Aufgabenziel: Ziehen Sie aus den nachstehenden Einträgen jede Zeile heraus, in der „separate“ als eigenständiges Wort vorkommt. Groß- und Kleinschreibung ist dabei zu beachten.

━━━ Aufgeführte Einträge ━━━

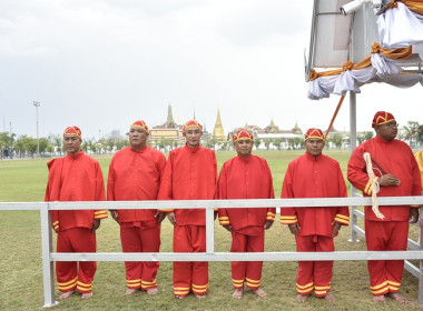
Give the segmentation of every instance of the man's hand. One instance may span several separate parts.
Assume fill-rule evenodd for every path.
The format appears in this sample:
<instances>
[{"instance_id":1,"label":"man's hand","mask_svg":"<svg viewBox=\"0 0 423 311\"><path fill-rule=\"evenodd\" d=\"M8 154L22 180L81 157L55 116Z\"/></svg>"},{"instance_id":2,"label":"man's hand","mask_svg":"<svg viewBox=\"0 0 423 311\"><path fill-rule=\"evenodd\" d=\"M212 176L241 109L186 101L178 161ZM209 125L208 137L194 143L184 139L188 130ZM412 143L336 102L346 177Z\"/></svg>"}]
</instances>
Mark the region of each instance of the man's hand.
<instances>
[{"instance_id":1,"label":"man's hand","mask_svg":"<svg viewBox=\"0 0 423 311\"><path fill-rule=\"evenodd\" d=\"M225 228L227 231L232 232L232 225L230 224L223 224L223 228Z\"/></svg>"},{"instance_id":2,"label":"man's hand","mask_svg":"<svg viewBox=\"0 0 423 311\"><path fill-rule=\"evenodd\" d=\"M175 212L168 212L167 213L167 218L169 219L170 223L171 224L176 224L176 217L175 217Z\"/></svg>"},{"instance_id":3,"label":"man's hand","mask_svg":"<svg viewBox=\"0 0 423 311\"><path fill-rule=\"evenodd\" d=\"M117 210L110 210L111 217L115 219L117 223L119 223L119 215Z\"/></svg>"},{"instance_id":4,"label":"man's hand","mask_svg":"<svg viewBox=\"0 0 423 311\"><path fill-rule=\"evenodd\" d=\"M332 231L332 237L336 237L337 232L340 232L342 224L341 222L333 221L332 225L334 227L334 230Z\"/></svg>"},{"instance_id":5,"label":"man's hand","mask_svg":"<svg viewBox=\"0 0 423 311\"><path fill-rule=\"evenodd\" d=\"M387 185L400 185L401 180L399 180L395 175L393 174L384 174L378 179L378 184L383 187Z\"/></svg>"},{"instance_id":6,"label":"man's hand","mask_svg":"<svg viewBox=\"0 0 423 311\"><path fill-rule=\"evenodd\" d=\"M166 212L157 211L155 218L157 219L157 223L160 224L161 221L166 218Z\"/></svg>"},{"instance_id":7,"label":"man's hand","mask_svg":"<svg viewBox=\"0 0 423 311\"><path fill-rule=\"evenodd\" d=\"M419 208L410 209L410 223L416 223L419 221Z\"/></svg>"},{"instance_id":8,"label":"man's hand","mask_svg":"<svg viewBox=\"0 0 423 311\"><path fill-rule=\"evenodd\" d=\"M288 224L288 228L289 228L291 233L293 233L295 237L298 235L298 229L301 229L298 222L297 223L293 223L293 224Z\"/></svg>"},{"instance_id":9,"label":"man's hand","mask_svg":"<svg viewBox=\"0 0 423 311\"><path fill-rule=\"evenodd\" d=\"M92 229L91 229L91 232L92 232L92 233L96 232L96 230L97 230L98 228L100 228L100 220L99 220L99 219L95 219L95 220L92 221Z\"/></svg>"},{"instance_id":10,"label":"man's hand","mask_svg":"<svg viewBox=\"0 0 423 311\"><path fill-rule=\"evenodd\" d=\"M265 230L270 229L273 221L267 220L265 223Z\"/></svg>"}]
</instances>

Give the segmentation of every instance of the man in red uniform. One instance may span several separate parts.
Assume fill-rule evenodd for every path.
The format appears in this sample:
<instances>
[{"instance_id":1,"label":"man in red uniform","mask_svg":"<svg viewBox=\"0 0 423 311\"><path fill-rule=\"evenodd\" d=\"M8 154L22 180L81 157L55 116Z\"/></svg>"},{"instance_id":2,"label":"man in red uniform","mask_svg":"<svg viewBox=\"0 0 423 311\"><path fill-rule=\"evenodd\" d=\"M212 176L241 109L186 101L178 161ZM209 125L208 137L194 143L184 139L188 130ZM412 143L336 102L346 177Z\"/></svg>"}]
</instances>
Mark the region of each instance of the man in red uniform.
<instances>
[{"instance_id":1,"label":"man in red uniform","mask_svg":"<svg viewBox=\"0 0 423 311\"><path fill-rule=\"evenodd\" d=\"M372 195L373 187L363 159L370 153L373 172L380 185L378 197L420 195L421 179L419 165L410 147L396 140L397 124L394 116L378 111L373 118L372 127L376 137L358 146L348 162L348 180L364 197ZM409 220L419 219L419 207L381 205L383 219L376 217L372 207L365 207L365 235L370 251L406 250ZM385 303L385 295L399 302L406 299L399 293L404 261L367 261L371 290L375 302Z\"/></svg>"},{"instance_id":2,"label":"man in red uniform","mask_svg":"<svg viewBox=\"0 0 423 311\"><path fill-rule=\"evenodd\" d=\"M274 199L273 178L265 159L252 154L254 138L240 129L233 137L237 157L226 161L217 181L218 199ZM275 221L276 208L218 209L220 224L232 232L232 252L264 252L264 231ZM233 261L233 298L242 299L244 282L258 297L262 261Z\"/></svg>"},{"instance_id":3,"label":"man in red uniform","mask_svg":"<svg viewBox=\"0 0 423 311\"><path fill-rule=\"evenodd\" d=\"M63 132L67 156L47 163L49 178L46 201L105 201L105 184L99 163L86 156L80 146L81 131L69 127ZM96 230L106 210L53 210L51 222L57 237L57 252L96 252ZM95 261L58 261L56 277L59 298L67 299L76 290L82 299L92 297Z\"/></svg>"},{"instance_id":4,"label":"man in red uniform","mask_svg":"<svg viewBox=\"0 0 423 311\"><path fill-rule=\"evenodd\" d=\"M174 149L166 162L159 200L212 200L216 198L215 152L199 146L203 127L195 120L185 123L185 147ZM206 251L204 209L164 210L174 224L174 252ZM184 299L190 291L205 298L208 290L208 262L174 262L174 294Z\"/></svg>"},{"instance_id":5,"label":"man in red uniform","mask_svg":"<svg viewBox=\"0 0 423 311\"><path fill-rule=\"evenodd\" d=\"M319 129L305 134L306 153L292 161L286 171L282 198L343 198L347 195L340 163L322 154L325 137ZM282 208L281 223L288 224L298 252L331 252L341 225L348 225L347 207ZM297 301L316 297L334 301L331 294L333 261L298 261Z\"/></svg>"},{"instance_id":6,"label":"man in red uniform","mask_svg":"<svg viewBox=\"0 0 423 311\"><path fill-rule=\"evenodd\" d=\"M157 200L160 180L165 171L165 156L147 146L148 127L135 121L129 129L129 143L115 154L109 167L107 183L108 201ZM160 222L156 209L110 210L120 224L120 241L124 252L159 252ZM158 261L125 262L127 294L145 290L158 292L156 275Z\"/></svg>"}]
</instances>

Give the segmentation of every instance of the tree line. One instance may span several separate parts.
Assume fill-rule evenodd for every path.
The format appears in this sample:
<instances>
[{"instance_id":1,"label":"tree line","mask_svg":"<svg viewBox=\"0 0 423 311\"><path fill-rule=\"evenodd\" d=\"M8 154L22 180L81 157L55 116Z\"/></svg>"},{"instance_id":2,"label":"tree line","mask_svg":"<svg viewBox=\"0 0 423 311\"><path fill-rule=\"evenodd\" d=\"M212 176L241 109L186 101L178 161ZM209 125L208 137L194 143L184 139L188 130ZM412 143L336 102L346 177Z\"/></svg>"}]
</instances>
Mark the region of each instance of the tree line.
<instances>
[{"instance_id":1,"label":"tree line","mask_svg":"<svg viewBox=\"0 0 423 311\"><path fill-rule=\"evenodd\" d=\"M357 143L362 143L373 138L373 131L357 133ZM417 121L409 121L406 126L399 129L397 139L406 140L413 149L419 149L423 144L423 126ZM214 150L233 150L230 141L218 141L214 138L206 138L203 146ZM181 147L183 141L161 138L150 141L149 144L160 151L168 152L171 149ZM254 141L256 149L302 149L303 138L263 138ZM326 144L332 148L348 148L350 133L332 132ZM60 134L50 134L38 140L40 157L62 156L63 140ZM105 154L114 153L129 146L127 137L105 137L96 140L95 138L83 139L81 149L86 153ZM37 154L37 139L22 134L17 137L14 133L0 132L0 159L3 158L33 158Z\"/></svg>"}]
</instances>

━━━

Aufgabenlösung:
Give the segmentation of every instance of the man's hand. One instance may span several separate parts.
Give the segmentation of every instance of the man in red uniform. One instance may span several separate parts.
Give the segmentation of every instance of the tree line. One instance may span several separate parts.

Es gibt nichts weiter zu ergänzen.